** Begin Data to process **

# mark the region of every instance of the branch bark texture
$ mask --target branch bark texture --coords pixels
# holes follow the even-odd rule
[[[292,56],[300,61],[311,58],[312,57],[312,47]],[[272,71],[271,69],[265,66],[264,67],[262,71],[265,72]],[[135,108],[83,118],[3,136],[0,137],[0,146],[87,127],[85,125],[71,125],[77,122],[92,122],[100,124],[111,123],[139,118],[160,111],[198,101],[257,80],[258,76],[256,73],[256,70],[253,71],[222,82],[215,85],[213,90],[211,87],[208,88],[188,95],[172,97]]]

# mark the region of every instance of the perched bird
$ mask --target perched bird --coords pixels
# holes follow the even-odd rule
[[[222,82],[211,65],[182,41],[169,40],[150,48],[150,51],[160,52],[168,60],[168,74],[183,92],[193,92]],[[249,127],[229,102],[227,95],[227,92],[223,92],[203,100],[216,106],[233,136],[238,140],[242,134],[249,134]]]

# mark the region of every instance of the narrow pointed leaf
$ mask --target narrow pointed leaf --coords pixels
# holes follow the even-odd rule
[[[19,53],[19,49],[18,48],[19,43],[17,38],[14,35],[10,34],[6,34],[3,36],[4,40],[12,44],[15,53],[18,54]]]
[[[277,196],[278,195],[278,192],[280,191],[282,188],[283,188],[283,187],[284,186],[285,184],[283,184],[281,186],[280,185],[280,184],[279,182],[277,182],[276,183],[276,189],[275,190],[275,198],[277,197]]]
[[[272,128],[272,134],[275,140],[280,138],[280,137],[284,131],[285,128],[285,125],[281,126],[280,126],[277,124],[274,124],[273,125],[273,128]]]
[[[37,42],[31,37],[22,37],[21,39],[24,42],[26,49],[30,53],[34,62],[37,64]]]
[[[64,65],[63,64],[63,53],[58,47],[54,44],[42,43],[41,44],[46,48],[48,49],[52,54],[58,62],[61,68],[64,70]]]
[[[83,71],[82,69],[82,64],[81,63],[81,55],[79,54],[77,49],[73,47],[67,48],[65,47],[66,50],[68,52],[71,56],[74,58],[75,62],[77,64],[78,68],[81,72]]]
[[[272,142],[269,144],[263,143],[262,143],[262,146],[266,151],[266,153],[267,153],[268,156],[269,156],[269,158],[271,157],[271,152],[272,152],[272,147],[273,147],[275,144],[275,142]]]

** End Data to process **

#### Aim of the task
Please write out everything from the line containing "# mark the region of every instance of the narrow" down to the end of the records above, including that first line, and reproduce each line unchanged.

#### Answer
# mark the region of every instance of the narrow pointed leaf
$ mask --target narrow pointed leaf --coords pixels
# holes follow the even-odd rule
[[[19,53],[19,49],[18,48],[19,43],[17,38],[14,35],[10,34],[6,34],[3,36],[4,40],[12,44],[15,53],[18,54]]]
[[[277,196],[278,195],[278,192],[280,191],[282,188],[283,188],[283,187],[284,186],[285,184],[283,184],[281,186],[280,185],[280,184],[279,182],[277,182],[276,183],[276,189],[275,190],[275,198],[277,197]]]
[[[272,128],[272,134],[275,140],[280,138],[280,137],[284,131],[285,128],[285,125],[281,126],[280,126],[277,124],[274,124],[273,125],[273,128]]]
[[[37,42],[31,37],[22,37],[21,39],[24,42],[26,49],[30,53],[34,62],[37,64]]]
[[[64,65],[63,64],[63,53],[58,47],[54,44],[42,43],[41,44],[46,48],[48,49],[52,54],[58,62],[61,68],[64,70]]]
[[[83,71],[82,69],[82,64],[81,63],[81,55],[79,54],[77,49],[73,47],[67,48],[65,47],[66,50],[68,52],[71,56],[74,58],[75,62],[77,64],[78,68],[81,72]]]
[[[272,142],[269,144],[263,143],[262,143],[262,146],[266,151],[266,153],[267,153],[268,156],[269,156],[269,158],[271,157],[271,152],[272,152],[272,147],[273,147],[275,144],[275,142]]]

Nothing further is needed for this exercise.